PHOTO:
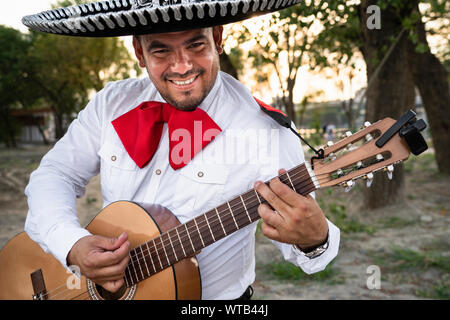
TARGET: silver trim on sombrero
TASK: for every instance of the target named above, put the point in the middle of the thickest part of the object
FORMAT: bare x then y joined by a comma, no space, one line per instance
70,20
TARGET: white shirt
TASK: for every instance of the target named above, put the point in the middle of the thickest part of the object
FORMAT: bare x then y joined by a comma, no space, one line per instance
251,147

--

Goal: Convert the records above into a Markdown table with a Row column for the line number and a Text column for the line itself. Skip blank lines and omit the pictures.

Solved problem:
| Row | Text |
|---|---|
| 1 | PHOTO: |
| 2 | TARGET: silver trim on sombrero |
| 3 | TASK: for every instance of the target named above, put the point in the middle of the thickest part of the object |
| 4 | FORMAT: bare x then y joined by a comma, no space, one line per instance |
| 5 | 70,20 |
| 6 | TARGET: white shirt |
| 7 | TASK: for every instance of the target named above, put the point in the middle of the thickest part of the object |
| 8 | FORMAT: bare x then y joined by a comma, no space, one line per instance |
| 9 | 251,147 |